=== INSTRUCTION ===
Rewrite every line from the start of the data through the line containing "63), (156, 52)]". Scale each polygon vertex coordinate in the outlines by 0.7 and round it to a whole number with halves going up, leaving all other text unchanged.

[Collected data]
□ □ □ □

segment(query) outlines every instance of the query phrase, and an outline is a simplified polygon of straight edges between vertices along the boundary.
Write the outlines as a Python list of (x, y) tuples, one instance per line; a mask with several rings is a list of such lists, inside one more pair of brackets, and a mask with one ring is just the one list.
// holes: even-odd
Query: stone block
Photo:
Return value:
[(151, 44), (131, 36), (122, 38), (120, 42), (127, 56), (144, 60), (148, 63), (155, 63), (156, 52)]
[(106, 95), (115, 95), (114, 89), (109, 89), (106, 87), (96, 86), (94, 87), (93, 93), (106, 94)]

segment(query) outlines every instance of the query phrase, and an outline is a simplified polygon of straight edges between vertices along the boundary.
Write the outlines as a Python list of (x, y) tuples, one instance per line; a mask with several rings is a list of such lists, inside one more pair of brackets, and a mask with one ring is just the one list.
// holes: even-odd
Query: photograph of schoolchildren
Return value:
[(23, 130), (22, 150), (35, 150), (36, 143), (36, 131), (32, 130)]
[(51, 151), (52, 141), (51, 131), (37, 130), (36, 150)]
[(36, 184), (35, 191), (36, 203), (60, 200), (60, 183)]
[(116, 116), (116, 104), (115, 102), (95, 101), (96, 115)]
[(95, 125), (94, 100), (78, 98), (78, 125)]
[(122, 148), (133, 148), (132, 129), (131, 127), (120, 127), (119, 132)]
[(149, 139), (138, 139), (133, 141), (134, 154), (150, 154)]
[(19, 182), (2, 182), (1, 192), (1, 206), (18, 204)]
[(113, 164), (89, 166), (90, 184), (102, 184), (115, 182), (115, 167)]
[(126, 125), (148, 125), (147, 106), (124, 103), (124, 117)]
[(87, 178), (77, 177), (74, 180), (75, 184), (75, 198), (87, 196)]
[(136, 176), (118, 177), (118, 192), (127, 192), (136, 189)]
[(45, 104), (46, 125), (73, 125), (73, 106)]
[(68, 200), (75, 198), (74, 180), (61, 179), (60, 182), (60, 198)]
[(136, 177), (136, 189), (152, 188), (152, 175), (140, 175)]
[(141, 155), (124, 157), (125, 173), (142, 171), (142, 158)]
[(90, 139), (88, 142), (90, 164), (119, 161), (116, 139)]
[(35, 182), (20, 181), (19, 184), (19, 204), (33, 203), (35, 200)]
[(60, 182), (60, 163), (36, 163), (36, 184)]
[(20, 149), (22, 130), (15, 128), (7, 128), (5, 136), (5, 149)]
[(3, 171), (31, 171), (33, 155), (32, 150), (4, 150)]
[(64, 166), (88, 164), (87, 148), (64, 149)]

□ □ □ □

=== FULL ANSWER ===
segment(query) outlines every instance of the query phrase, and an outline is a simplified polygon of straight edges between vertices along the boundary.
Write the outlines as a Python list of (x, y) tuples, one instance per line; a mask with several rings is a list of such lists, inside one more pair of brackets, and a mask with one ring is just the one list.
// holes: even-odd
Query: stone block
Photo:
Return value:
[(106, 31), (92, 25), (85, 27), (84, 29), (89, 39), (101, 42), (104, 44), (109, 44), (109, 36)]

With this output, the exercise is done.